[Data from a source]

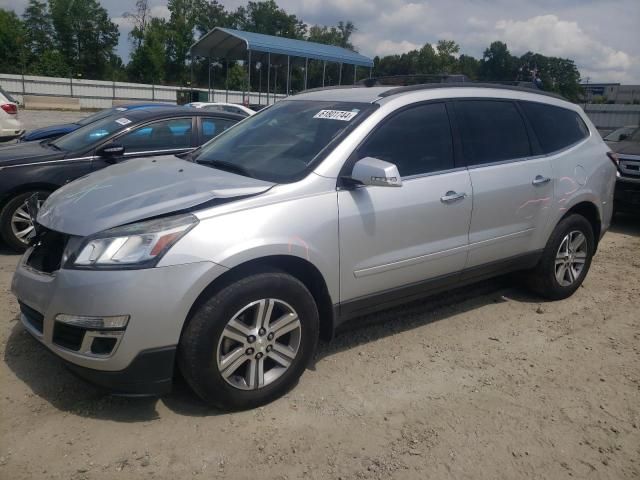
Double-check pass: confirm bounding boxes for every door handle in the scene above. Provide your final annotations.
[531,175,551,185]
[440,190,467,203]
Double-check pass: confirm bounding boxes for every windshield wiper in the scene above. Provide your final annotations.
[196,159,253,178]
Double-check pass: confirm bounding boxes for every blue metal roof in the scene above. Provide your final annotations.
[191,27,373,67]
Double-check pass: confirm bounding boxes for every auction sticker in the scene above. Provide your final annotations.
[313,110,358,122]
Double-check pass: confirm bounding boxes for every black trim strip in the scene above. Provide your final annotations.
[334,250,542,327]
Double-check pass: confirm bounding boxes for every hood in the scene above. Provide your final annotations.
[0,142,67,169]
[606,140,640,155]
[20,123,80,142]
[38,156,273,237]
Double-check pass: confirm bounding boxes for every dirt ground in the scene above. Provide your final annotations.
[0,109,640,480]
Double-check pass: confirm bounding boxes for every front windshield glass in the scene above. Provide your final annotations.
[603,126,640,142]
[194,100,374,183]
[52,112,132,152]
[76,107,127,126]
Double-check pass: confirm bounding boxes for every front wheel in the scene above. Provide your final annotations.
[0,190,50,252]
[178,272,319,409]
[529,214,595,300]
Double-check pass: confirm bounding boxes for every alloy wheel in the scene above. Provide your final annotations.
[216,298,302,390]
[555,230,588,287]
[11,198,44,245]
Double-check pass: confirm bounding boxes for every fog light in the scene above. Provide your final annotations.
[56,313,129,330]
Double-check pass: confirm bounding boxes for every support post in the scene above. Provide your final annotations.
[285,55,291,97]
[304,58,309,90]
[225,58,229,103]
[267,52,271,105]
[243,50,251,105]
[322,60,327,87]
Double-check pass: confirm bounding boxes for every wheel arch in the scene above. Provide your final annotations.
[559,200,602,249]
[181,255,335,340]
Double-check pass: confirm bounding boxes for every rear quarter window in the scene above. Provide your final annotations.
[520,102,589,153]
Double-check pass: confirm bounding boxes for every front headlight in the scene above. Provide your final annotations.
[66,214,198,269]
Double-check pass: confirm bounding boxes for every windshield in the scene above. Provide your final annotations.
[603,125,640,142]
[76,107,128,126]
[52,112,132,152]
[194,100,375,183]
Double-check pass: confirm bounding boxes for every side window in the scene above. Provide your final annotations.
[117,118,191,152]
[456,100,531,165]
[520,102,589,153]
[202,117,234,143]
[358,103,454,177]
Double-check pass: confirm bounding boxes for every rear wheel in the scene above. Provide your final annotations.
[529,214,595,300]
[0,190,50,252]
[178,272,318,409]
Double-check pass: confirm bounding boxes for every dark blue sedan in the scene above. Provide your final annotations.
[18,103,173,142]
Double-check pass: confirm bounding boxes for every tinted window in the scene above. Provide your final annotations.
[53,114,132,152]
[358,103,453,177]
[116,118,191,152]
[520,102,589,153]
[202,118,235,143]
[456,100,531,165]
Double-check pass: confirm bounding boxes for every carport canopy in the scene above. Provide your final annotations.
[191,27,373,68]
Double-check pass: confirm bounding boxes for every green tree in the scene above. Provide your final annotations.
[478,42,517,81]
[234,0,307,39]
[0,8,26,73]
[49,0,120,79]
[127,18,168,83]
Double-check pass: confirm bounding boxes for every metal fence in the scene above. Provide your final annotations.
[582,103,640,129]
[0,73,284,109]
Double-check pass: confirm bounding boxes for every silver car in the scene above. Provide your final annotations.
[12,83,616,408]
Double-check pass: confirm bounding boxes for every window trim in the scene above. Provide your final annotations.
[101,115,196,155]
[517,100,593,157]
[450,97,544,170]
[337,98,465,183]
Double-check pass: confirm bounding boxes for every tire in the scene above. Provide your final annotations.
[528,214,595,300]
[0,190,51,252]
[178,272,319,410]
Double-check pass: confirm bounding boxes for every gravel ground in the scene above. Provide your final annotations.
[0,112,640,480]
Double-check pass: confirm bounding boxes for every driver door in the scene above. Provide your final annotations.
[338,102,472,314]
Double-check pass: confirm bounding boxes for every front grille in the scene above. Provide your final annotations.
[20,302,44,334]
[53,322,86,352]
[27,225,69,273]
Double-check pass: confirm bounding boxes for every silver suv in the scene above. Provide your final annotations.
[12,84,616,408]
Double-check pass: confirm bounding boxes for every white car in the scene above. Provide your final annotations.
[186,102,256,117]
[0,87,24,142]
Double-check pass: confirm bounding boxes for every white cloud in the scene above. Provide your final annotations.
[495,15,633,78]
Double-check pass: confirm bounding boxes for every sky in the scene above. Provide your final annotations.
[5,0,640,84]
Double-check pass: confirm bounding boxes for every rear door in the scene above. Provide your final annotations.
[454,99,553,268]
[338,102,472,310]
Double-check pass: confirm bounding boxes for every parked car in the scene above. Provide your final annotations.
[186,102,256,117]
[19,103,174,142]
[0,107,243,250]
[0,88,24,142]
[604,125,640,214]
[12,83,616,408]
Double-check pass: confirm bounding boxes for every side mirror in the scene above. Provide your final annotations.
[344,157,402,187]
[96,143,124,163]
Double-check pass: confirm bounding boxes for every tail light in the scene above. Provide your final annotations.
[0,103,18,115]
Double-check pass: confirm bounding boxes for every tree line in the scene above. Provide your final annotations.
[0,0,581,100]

#### EXERCISE DETAILS:
Gather every line of the data above that contains the string "rear", treating uppercase and lowercase as different.

#### TASK OUTPUT:
Double-check pass: confirm bounding boxes for every rear quarter window in the scene above. Provide your final annotations.
Double-check pass: confirm bounding boxes for every rear wheel in the scene above. Provide your final annotations.
Double-check pass: confirm bounding boxes for every rear door in the scene above. Provide your final annotations.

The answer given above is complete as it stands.